● DATA FOR THE TASK
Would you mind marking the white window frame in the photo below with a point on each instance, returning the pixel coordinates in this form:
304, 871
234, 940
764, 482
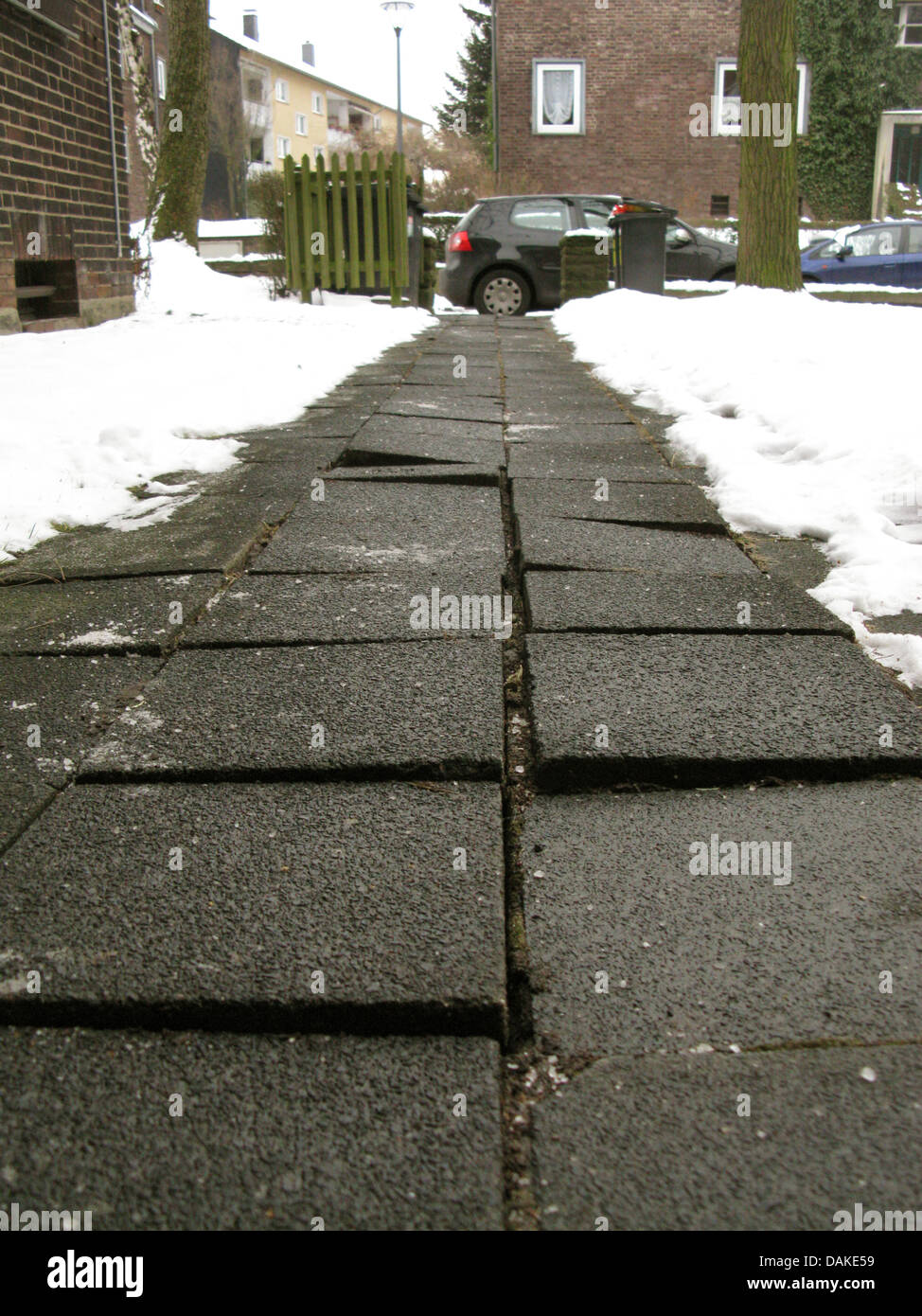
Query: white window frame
722, 129
905, 23
538, 68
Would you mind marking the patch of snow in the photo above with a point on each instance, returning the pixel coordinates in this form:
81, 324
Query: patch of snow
789, 404
205, 355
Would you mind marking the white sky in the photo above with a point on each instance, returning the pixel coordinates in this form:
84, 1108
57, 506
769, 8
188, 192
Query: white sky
355, 46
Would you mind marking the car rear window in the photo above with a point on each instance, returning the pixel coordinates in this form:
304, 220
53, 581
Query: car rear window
541, 213
466, 220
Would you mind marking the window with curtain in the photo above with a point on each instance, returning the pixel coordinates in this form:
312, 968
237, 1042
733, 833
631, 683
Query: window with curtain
558, 97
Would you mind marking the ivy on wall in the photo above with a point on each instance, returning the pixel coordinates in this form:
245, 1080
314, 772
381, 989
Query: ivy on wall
857, 73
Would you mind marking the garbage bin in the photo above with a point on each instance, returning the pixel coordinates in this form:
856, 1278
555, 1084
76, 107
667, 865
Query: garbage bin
639, 243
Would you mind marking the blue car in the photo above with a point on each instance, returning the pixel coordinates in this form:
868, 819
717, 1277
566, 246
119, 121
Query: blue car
888, 254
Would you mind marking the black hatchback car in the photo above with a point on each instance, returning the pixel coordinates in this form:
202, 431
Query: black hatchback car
504, 257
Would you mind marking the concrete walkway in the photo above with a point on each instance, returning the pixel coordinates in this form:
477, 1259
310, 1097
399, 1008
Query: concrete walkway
311, 915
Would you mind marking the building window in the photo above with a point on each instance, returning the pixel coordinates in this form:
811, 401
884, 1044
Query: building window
911, 26
558, 97
729, 98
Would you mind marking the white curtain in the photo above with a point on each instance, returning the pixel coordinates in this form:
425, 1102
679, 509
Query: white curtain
558, 97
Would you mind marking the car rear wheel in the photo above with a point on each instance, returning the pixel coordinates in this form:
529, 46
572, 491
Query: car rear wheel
503, 293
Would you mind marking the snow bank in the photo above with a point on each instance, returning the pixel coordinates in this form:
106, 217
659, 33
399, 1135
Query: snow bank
88, 414
804, 414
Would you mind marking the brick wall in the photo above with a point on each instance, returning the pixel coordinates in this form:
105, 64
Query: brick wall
146, 50
646, 63
56, 162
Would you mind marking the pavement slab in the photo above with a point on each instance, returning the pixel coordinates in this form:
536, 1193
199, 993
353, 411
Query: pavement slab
438, 407
222, 904
605, 546
682, 507
631, 461
203, 535
286, 610
699, 709
317, 712
786, 947
577, 436
443, 375
425, 428
288, 444
658, 1144
141, 614
49, 708
364, 526
276, 1132
801, 562
662, 600
429, 472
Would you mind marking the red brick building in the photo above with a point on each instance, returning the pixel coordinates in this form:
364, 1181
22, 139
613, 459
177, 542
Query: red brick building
596, 95
64, 250
145, 61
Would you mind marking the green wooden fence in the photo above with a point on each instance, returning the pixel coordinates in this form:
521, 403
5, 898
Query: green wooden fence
346, 228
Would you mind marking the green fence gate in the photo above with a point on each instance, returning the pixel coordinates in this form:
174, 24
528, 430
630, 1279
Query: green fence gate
346, 228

● WRITTEN TASK
Quote each line of the listing exactly, but leave the pictures out.

● TASK SOLUTION
Would you mind marking the white window frame in the photo below with a point on each instance, returning the pixel coordinates in this form:
304, 871
234, 940
764, 482
Query: white window frame
722, 129
905, 23
538, 68
Would you mind marking the patch of snow in the photo above with a point on each instance, returning the pixel coordinates in this form:
81, 324
Query: patch of snow
789, 404
205, 355
Would you mind marking the white sky in the photo above with a point on each instance, returning the pixel coordinates in this form:
84, 1108
57, 506
769, 8
188, 192
Query: white sky
355, 46
Would you mind marking the car rear window in the photo above with a point on each instance, returning the pixel coordinates in this form:
304, 220
53, 581
Query: car rear window
541, 213
466, 220
Would you mind marking the window with curtain in the photo above with a point on each instance, returning the pixel coordinates in this form:
312, 968
237, 1042
733, 833
631, 683
Query: window with curtain
558, 97
Would you mind marking the ivy on wall in the photo above with a point on each instance, returning the pixel coordinates in this form:
245, 1080
314, 772
381, 989
Query: ivy on wall
857, 73
Would you mind marking the garbage bin in the photo above with a point on each instance, returning the pixel coordinates in this form:
856, 1278
555, 1084
76, 107
667, 865
Query: garbage bin
639, 243
Would you mind marking the blue car in the photo above with a point on each instance, returning the pixel coordinates in this form:
868, 819
717, 1277
566, 246
119, 121
Query: blue car
888, 254
Would you mind marking the black hatchback car in the photo above with a point on each instance, returning the pixel coordinates in this form:
202, 431
Query: black hatchback car
504, 257
Would you mind marking the concrete walkway in the photo above with a point on each instance, returning the pixel coordinates in this form:
477, 1259
310, 1097
399, 1008
Query: concrete walkway
311, 915
Would you mind marking the building window in the photo above with a point on each instance, returning the pixel coordinates in this form:
811, 401
884, 1044
Query: building window
911, 26
558, 97
729, 98
Would you mind marking the white curtain in the photo above with a point on each instance, returning the pixel coordinates in this form:
425, 1102
679, 509
Query: white curtain
558, 97
Would you mind marking the car rear wheel in the photo above with a point on each instance, returning the pixel coordinates in this form:
529, 46
572, 491
Query: car rear wheel
503, 293
Would you mind marking the snow bank in the photo above with a point on each instance, returning the pixel coordinates in this form:
106, 217
659, 33
399, 1135
Query: snow bank
88, 414
804, 414
Would you mind marking the brick wall in the photo above with a point on each instance, returning the pixel coordinates in this form:
105, 64
Query: brick wall
146, 50
646, 63
56, 162
Would you mind marking the pavement slab in the photo above with a point on each instance, returning the pixel coordinates in this form:
536, 1193
199, 993
353, 411
Query: pavement slab
438, 407
222, 904
605, 546
682, 507
631, 461
203, 535
286, 610
699, 709
317, 712
786, 947
577, 436
443, 375
425, 428
288, 444
658, 1144
141, 614
49, 708
364, 526
276, 1132
801, 562
662, 600
429, 472
Would you mind marking the red brick building in the photo above with a point on each instance, returning the pixel coordinates in this form:
364, 1181
22, 139
613, 459
177, 542
Query: red brick building
596, 95
64, 250
145, 61
Would you mind marking the green wooden fence in the photo above with a point on each instance, returning the pixel coordinates in this form:
521, 403
5, 898
Query: green wooden fence
346, 228
Would you mind marking the green fence gate in the photo above with a point on each instance, returning the pixel coordinates in this form:
174, 24
528, 430
630, 1279
Query: green fence gate
346, 228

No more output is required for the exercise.